TRAVAIL DEMANDÉ:
1. D'après l'extrait du document, en quelle année la ligne du Tehachapi a-t-elle ouvert ?
2. Condensez sous forme de liste le paragraphe de l'extrait du document commençant par « La ligne du Tehachapi reliant », sans perdre ses faits principaux.

EXTRAIT DU DOCUMENT:
'''

Grands pass et grands espaces

Introduction 

Philippe et Rodolphe me racontaient depuis plusieurs années leurs péripéties outre-Atlantique et leur livre “Diesel USA” met en lumière le caractère sauvage et démesuré des chemins de fer Ouest-américains. Partir à l’assaut de cette vaste zone géographique relève pratiquement du rite initiatique pour les photographes européens et tous ceux qui y sont allés en reviennent transformés. A l’été 2016, alors que je m’essayais depuis quelques mois à la couleur en argentique, Philippe m’a définitivement convaincu : “Tu fais du moyen format, mets de la Provia, les vols pour Los Angeles ne coûtent pas cher, lance-toi !”.  

Et comment dire non puisque j’y ai de la famille ! Je profiterai de l’occasion pour leur rendre visite. J’ai à peine eu le temps de décider des dates, de trouver des billets d’avion et de la Provia 100F à mettre dans le Rolleiflex T que l’heure du départ sonnait déjà…  

Grands pass et grands espaces : 

La ligne du Tehachapi reliant les plaines céréalières de Bakersfield au désert de Mojave ouvre en 1876 après 4 ans de travaux. Elle rentre clairement dans la catégorie des “lignes de montagne” avec un dénivelé de 1120m franchit sur 50 miles (80kms) ! La voie, toute en courbes et contre-courbes, tente à chaque instant de se jouer d’un relief contre lequel elle semble butter sans cesse malgré une déclivité atteignant par endroit jusqu’à 2,5%. Exploitée par l’Union Pacific, elle est l’une des plus célèbres du pays. Le décor si particulier fait de buttes verdoyantes à la fin de l’hiver et desséchées à la fin de l’été a terminé de projeter sur le papier des revues et des écrans du monde entier l’image d’une ligne unique à côté de laquelle il est impossible de passer. Sur place, l’amateur ne peut qu’être sidéré par le bruit inouï produit par les machines attelées par lots de cinq ou six amenant jusqu’au col des convois de plus de dix mille tonnes.

'''

LIGNES DE DONNÉES:
'''

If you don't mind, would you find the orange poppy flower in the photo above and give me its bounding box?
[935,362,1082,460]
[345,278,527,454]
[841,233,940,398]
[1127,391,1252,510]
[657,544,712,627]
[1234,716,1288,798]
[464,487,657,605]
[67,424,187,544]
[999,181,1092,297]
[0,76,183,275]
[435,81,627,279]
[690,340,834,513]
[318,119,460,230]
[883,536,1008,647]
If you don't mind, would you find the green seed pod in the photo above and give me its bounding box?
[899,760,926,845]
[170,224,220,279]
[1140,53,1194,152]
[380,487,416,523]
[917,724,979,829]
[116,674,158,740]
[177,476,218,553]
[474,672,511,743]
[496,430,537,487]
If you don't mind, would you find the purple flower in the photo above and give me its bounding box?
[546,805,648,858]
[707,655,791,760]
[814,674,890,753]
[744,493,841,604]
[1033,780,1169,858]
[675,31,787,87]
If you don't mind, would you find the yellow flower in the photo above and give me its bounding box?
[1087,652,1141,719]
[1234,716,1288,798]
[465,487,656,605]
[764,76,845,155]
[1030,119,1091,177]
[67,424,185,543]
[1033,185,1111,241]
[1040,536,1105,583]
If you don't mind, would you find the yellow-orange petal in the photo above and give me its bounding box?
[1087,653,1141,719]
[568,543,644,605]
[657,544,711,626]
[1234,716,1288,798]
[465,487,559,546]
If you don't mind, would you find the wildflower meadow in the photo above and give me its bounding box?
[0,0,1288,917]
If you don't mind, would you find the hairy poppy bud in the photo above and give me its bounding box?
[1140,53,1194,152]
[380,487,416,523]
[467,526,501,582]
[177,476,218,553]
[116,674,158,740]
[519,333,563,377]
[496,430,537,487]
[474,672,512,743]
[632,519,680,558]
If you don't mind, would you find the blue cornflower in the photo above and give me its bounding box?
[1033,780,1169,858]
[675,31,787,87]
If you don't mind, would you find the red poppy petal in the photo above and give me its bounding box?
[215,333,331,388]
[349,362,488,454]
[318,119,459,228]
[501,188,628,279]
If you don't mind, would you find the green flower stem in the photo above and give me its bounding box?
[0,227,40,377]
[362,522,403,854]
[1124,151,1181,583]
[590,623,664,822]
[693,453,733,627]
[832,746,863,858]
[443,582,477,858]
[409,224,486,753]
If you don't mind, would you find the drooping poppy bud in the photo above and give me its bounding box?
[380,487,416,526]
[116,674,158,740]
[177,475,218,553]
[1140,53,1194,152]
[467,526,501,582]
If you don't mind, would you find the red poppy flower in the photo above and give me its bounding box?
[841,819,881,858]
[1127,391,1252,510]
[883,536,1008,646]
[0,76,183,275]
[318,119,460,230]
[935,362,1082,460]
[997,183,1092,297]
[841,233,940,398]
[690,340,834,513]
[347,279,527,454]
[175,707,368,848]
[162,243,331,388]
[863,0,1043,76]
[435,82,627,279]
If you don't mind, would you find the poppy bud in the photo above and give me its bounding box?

'''

RÉSULTATS PAR TÂCHE:
1. En 1876, après 4 ans de travaux.

2.
- Relie les plaines céréalières de Bakersfield au désert de Mojave ; ouverte en 1876 après 4 ans de travaux.
- Ligne de montagne : 1120 m de dénivelé sur 50 miles (80 km), tracé en courbes et contre-courbes, déclivité atteignant 2,5 % par endroits.
- Exploitée par l'Union Pacific, elle compte parmi les plus célèbres du pays.
- Décor de buttes verdoyantes en fin d'hiver et desséchées en fin d'été, diffusé par les revues et les écrans du monde entier.
- Convois de plus de dix mille tonnes menés jusqu'au col par des machines attelées par lots de cinq ou six, au bruit inouï.